> **GIVEN TEXT**:
# # # # #
Air travel poses no "significant threat" to cardiovascular health, with few conditions likely to warrant restrictions, concludes new guidance published in the journal Heart.
The guidance, which has been drawn up by the British Cardiovascular Society, was prompted by widespread public concern about the impact of air travel on health and a House of Lords Science and Technology Committee report on this same issue, published in 2007.
The House of Lords report called for definitive specialist guidance to help passengers, doctors, and commercial airline carriers properly assess the health risks of flying for those with cardiovascular disorders.
Several sets of guidelines on this subject already exist, but the recommendations vary widely, particularly in respect of the appropriate time lag between an incident or medical procedure and a flight.
The new guidance draws on the published evidence, such as it is, and the expertise of a panel of specialists in cardiology, respiratory disease, and aviation science.
# # # # #
> **Excerpts from a dataset**:

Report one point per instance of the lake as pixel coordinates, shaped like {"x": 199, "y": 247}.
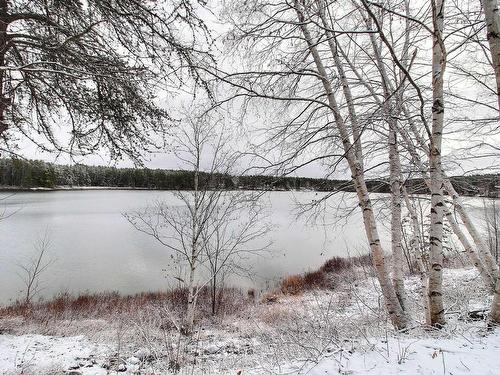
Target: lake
{"x": 94, "y": 248}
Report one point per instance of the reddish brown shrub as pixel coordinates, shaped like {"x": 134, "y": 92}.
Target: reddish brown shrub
{"x": 292, "y": 285}
{"x": 315, "y": 279}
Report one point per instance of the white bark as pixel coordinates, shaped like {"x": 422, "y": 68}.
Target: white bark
{"x": 393, "y": 306}
{"x": 492, "y": 18}
{"x": 417, "y": 249}
{"x": 495, "y": 305}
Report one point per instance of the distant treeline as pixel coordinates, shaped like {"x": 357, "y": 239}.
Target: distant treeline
{"x": 26, "y": 174}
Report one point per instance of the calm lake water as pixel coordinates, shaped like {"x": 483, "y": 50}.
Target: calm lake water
{"x": 94, "y": 248}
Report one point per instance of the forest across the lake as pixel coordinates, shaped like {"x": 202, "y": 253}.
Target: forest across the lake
{"x": 29, "y": 174}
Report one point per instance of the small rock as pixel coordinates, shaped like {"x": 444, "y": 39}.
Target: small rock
{"x": 133, "y": 360}
{"x": 212, "y": 349}
{"x": 143, "y": 354}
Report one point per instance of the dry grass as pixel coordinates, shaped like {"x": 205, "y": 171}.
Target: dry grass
{"x": 326, "y": 277}
{"x": 111, "y": 304}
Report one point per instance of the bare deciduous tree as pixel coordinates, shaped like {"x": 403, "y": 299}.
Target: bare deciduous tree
{"x": 80, "y": 76}
{"x": 33, "y": 270}
{"x": 212, "y": 225}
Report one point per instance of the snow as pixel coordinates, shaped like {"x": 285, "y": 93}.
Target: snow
{"x": 343, "y": 328}
{"x": 461, "y": 355}
{"x": 39, "y": 354}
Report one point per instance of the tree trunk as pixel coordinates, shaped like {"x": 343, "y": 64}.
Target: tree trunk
{"x": 4, "y": 102}
{"x": 435, "y": 282}
{"x": 417, "y": 249}
{"x": 396, "y": 313}
{"x": 396, "y": 230}
{"x": 191, "y": 302}
{"x": 495, "y": 306}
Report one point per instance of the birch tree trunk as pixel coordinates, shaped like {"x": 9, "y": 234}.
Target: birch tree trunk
{"x": 492, "y": 18}
{"x": 473, "y": 255}
{"x": 391, "y": 108}
{"x": 396, "y": 235}
{"x": 435, "y": 281}
{"x": 417, "y": 249}
{"x": 396, "y": 313}
{"x": 191, "y": 302}
{"x": 495, "y": 305}
{"x": 195, "y": 232}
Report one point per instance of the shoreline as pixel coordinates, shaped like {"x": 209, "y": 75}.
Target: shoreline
{"x": 19, "y": 189}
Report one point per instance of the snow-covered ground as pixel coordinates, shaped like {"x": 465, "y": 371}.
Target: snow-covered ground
{"x": 339, "y": 331}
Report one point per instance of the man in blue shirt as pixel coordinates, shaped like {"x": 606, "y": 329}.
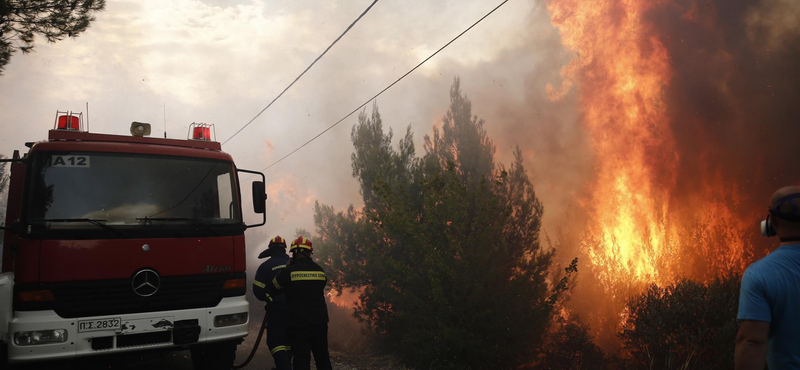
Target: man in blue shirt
{"x": 769, "y": 300}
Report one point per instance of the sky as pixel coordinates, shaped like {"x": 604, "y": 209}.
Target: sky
{"x": 171, "y": 63}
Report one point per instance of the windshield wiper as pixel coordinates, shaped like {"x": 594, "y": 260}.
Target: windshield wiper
{"x": 191, "y": 221}
{"x": 96, "y": 222}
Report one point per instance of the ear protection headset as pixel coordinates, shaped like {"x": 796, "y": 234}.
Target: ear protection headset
{"x": 781, "y": 210}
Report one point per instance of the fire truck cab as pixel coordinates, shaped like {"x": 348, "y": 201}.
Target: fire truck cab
{"x": 119, "y": 244}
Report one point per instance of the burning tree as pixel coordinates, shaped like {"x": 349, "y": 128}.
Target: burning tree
{"x": 446, "y": 248}
{"x": 683, "y": 325}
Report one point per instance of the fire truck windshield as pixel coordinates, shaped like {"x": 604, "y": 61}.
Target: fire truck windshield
{"x": 111, "y": 195}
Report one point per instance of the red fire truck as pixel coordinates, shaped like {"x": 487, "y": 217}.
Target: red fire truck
{"x": 118, "y": 244}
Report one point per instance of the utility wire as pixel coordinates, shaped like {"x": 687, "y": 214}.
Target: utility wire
{"x": 387, "y": 88}
{"x": 304, "y": 72}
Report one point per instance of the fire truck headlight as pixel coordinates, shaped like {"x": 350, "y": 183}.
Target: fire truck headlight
{"x": 230, "y": 320}
{"x": 31, "y": 338}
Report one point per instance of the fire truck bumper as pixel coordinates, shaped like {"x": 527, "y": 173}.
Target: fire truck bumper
{"x": 60, "y": 338}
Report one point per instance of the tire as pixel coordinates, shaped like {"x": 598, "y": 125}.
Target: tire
{"x": 214, "y": 356}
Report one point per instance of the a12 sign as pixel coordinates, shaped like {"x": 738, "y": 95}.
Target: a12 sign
{"x": 69, "y": 161}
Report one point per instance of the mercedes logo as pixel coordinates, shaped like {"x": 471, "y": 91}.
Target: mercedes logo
{"x": 145, "y": 282}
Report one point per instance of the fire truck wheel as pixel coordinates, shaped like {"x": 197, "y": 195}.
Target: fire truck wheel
{"x": 215, "y": 356}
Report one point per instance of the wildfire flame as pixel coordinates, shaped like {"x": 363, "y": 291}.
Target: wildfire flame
{"x": 638, "y": 233}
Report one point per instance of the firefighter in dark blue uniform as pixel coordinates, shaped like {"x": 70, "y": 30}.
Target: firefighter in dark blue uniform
{"x": 277, "y": 311}
{"x": 304, "y": 282}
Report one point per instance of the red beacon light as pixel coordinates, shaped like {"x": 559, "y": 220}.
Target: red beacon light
{"x": 202, "y": 131}
{"x": 68, "y": 120}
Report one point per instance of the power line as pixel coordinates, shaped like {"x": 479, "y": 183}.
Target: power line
{"x": 304, "y": 72}
{"x": 384, "y": 90}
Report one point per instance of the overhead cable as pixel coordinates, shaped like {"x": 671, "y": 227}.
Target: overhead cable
{"x": 304, "y": 72}
{"x": 382, "y": 91}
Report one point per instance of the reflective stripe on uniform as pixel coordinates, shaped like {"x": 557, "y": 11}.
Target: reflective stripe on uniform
{"x": 307, "y": 275}
{"x": 278, "y": 349}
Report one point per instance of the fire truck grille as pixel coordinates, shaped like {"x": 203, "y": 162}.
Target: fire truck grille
{"x": 112, "y": 297}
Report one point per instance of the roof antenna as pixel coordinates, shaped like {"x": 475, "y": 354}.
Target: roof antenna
{"x": 165, "y": 120}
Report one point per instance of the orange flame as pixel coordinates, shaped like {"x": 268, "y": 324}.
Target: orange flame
{"x": 638, "y": 233}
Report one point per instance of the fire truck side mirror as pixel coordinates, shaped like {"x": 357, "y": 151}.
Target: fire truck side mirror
{"x": 259, "y": 197}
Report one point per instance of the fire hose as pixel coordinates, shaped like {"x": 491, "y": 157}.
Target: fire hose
{"x": 255, "y": 346}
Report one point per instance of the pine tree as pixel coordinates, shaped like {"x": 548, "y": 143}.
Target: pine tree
{"x": 446, "y": 249}
{"x": 22, "y": 20}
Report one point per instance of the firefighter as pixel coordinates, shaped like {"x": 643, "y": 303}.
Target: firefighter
{"x": 277, "y": 311}
{"x": 304, "y": 282}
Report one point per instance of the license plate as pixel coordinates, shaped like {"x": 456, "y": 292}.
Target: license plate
{"x": 99, "y": 324}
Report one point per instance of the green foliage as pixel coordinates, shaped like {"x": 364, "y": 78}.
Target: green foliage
{"x": 570, "y": 347}
{"x": 685, "y": 325}
{"x": 446, "y": 248}
{"x": 22, "y": 20}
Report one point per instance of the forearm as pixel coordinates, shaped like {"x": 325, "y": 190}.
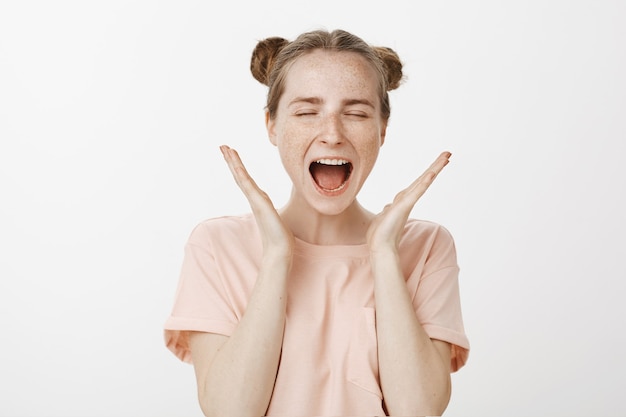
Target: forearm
{"x": 414, "y": 376}
{"x": 240, "y": 378}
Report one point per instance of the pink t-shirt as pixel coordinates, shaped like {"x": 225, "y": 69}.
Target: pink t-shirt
{"x": 329, "y": 362}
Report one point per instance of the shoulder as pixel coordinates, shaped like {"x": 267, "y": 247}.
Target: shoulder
{"x": 425, "y": 230}
{"x": 423, "y": 238}
{"x": 224, "y": 228}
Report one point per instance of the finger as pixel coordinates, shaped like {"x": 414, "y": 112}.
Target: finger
{"x": 418, "y": 187}
{"x": 241, "y": 175}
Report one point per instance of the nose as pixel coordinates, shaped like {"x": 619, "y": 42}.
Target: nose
{"x": 332, "y": 131}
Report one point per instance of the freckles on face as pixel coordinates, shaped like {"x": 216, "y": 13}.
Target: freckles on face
{"x": 330, "y": 108}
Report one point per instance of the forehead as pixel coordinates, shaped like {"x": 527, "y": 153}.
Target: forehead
{"x": 320, "y": 72}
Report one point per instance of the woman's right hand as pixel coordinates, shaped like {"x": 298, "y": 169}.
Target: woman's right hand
{"x": 276, "y": 237}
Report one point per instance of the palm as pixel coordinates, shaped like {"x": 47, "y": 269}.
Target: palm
{"x": 277, "y": 238}
{"x": 386, "y": 229}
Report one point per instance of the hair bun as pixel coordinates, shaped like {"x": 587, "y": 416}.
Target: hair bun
{"x": 264, "y": 56}
{"x": 393, "y": 66}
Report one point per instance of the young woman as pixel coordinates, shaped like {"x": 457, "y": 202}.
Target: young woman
{"x": 321, "y": 307}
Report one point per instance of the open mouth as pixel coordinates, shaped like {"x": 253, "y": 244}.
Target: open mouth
{"x": 331, "y": 174}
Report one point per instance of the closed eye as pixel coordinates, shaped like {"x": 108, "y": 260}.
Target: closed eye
{"x": 357, "y": 114}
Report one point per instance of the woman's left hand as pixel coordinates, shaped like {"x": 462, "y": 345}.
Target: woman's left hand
{"x": 386, "y": 229}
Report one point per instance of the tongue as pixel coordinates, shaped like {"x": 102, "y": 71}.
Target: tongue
{"x": 329, "y": 177}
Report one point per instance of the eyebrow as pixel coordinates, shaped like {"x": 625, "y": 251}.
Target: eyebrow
{"x": 318, "y": 100}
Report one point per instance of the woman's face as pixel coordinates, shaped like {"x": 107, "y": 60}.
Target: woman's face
{"x": 328, "y": 127}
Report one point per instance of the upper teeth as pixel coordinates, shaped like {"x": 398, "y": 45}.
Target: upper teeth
{"x": 332, "y": 161}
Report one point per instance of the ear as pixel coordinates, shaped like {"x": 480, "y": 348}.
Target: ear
{"x": 383, "y": 133}
{"x": 270, "y": 125}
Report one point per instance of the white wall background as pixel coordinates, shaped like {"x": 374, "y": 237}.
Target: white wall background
{"x": 111, "y": 114}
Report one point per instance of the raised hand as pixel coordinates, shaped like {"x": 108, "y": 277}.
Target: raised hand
{"x": 276, "y": 237}
{"x": 386, "y": 229}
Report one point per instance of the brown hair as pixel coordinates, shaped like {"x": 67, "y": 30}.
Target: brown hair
{"x": 272, "y": 58}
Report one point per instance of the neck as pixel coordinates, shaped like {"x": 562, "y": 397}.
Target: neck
{"x": 346, "y": 228}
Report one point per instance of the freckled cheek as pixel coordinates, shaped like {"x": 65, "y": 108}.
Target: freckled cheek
{"x": 292, "y": 151}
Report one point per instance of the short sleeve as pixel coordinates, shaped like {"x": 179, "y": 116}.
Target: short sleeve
{"x": 202, "y": 301}
{"x": 436, "y": 296}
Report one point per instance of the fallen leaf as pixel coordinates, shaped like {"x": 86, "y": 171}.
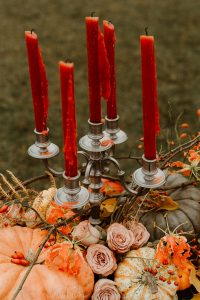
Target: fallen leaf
{"x": 107, "y": 207}
{"x": 196, "y": 297}
{"x": 167, "y": 203}
{"x": 194, "y": 280}
{"x": 111, "y": 188}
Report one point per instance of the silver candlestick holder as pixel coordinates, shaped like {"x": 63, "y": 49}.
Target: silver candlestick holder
{"x": 113, "y": 131}
{"x": 149, "y": 176}
{"x": 94, "y": 144}
{"x": 72, "y": 194}
{"x": 43, "y": 148}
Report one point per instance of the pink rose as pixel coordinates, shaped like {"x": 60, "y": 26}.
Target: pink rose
{"x": 101, "y": 260}
{"x": 105, "y": 289}
{"x": 119, "y": 238}
{"x": 86, "y": 233}
{"x": 140, "y": 233}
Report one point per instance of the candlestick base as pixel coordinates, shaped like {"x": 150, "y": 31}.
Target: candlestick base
{"x": 149, "y": 176}
{"x": 93, "y": 141}
{"x": 43, "y": 148}
{"x": 76, "y": 202}
{"x": 113, "y": 131}
{"x": 72, "y": 193}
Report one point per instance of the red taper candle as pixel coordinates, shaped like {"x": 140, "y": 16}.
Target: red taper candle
{"x": 149, "y": 96}
{"x": 39, "y": 83}
{"x": 92, "y": 32}
{"x": 110, "y": 39}
{"x": 68, "y": 118}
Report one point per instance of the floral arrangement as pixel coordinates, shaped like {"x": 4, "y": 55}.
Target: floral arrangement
{"x": 123, "y": 258}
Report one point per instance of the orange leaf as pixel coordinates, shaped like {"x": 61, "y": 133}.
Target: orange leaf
{"x": 111, "y": 188}
{"x": 194, "y": 280}
{"x": 107, "y": 207}
{"x": 167, "y": 203}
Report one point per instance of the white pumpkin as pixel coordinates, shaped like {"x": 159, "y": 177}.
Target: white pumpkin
{"x": 140, "y": 277}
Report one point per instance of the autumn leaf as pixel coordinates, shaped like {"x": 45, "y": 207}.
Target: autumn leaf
{"x": 111, "y": 188}
{"x": 194, "y": 280}
{"x": 196, "y": 297}
{"x": 167, "y": 203}
{"x": 107, "y": 207}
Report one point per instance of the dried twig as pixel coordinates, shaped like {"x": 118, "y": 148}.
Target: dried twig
{"x": 179, "y": 149}
{"x": 173, "y": 187}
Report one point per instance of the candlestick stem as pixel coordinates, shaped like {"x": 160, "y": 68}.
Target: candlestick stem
{"x": 149, "y": 176}
{"x": 113, "y": 131}
{"x": 72, "y": 193}
{"x": 43, "y": 148}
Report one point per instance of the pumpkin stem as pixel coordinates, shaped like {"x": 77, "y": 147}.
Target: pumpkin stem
{"x": 179, "y": 226}
{"x": 156, "y": 226}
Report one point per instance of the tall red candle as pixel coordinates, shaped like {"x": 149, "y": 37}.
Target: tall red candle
{"x": 92, "y": 32}
{"x": 109, "y": 37}
{"x": 39, "y": 83}
{"x": 68, "y": 118}
{"x": 149, "y": 96}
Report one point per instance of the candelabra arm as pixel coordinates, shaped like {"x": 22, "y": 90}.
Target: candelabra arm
{"x": 84, "y": 154}
{"x": 113, "y": 161}
{"x": 86, "y": 181}
{"x": 121, "y": 175}
{"x": 48, "y": 168}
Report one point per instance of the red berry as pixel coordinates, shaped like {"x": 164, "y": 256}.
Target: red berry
{"x": 4, "y": 208}
{"x": 194, "y": 247}
{"x": 170, "y": 272}
{"x": 165, "y": 262}
{"x": 155, "y": 272}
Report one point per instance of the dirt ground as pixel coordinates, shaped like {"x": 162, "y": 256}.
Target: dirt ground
{"x": 61, "y": 30}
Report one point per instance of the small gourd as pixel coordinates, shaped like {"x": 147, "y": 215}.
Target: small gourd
{"x": 140, "y": 277}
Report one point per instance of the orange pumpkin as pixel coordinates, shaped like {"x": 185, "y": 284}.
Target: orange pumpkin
{"x": 44, "y": 282}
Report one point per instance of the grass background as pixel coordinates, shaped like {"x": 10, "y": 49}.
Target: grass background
{"x": 61, "y": 30}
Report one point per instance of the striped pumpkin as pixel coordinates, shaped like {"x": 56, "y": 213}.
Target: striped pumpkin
{"x": 140, "y": 277}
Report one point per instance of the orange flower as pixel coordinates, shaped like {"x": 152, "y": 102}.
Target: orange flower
{"x": 111, "y": 188}
{"x": 184, "y": 125}
{"x": 178, "y": 164}
{"x": 183, "y": 135}
{"x": 64, "y": 258}
{"x": 173, "y": 249}
{"x": 56, "y": 212}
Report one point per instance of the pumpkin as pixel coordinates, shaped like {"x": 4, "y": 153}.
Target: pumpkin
{"x": 139, "y": 277}
{"x": 44, "y": 282}
{"x": 187, "y": 213}
{"x": 11, "y": 216}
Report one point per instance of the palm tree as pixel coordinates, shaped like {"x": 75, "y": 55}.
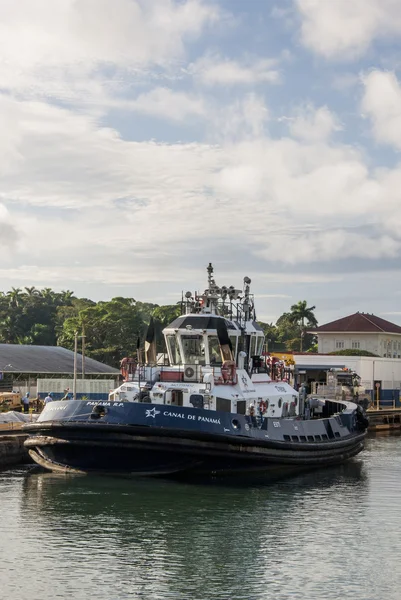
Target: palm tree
{"x": 15, "y": 296}
{"x": 32, "y": 291}
{"x": 300, "y": 313}
{"x": 48, "y": 294}
{"x": 66, "y": 296}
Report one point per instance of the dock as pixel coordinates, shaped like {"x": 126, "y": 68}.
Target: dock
{"x": 384, "y": 419}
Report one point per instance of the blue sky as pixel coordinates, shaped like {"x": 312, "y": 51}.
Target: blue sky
{"x": 142, "y": 139}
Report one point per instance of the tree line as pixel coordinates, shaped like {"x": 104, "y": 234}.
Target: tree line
{"x": 113, "y": 329}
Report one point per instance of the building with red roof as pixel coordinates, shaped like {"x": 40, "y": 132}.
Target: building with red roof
{"x": 360, "y": 331}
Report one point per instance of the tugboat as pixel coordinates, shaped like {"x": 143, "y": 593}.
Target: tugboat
{"x": 214, "y": 407}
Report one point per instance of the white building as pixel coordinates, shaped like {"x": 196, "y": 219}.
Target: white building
{"x": 360, "y": 331}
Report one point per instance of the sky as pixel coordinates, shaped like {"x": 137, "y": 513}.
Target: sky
{"x": 142, "y": 139}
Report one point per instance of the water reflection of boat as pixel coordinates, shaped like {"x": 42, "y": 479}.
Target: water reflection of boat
{"x": 213, "y": 409}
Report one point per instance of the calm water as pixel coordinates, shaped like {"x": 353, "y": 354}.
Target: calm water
{"x": 333, "y": 534}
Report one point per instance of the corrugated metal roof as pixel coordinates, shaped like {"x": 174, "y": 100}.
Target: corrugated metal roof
{"x": 18, "y": 358}
{"x": 359, "y": 323}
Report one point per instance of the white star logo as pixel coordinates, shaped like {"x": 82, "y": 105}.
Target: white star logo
{"x": 152, "y": 412}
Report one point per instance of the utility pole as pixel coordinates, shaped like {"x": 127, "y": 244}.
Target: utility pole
{"x": 74, "y": 385}
{"x": 83, "y": 352}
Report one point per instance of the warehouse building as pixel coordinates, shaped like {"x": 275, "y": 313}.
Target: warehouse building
{"x": 44, "y": 369}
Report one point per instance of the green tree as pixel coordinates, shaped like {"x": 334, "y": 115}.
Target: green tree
{"x": 300, "y": 314}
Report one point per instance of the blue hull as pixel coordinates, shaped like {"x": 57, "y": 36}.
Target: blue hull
{"x": 150, "y": 439}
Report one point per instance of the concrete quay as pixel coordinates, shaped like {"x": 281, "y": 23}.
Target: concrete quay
{"x": 384, "y": 419}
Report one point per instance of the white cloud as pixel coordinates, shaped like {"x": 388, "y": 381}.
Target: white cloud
{"x": 73, "y": 50}
{"x": 381, "y": 102}
{"x": 173, "y": 105}
{"x": 330, "y": 245}
{"x": 314, "y": 125}
{"x": 214, "y": 70}
{"x": 345, "y": 29}
{"x": 158, "y": 203}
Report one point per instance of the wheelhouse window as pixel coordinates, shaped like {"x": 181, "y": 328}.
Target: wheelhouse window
{"x": 173, "y": 350}
{"x": 234, "y": 342}
{"x": 193, "y": 347}
{"x": 214, "y": 351}
{"x": 259, "y": 344}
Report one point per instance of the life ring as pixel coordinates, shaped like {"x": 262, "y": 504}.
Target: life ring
{"x": 229, "y": 371}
# # # # #
> **BRIEF A**: In the text about air travel and heart health, who drew up the new guidance?
> **BRIEF B**: Reproduce word for word the part of the air travel text between "Several sets of" and "and a flight.", inclusive.

> **WRITTEN RESPONSE A**: The British Cardiovascular Society.

> **WRITTEN RESPONSE B**:
Several sets of guidelines on this subject already exist, but the recommendations vary widely, particularly in respect of the appropriate time lag between an incident or medical procedure and a flight.